**Talimat ve Koşullar**
Gülşen’in tutuklanmasına ilişkin metnin "Geçtiğimiz günlerde Gülşen’in" ifadesiyle başlayıp "ediyor olabilir mi?" ifadesiyle biten bölümünü, "infiale" yerine "büyük tepkiye" koyarak düzenleyiniz.

Geçtiğimiz günlerde Gülşen’in tutuklanması kamuoyunda infiale yol açtı. Hukuka aykırı gözüken bir karar söz konusu olduğunda – hele kararın muhatabı göz önünde ve bir şekilde muhalif konumlanmış bir kişiyse – bit yeniği aramak tabii hale geldi. Olay; bir kişinin “sapık” olmasının, bu yöndeki şakanın, belli bir öğretim kurumunda okumuş olmasına bağlanmasından ibaret.
Bu sebeple alınan tutuklama kararı hukuka hizmet ediyor olabilir mi?
Cevaba ulaşmak için “halkı kin ve düşmanlığa tahrik ve aşağılama suçu”, ilgili hukuki ilkeler ve tutuklama tedbirleri çerçevesinde bir çözümleme yapalım.

**Veri Listesi**

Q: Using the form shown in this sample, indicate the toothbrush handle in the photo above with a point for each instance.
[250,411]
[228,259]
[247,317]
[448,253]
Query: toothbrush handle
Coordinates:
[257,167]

**Alıştırma Yanıtı**
Geçtiğimiz günlerde Gülşen’in tutuklanması kamuoyunda büyük tepkiye yol açtı. Hukuka aykırı gözüken bir karar söz konusu olduğunda – hele kararın muhatabı göz önünde ve bir şekilde muhalif konumlanmış bir kişiyse – bit yeniği aramak tabii hale geldi. Olay; bir kişinin “sapık” olmasının, bu yöndeki şakanın, belli bir öğretim kurumunda okumuş olmasına bağlanmasından ibaret.
Bu sebeple alınan tutuklama kararı hukuka hizmet ediyor olabilir mi?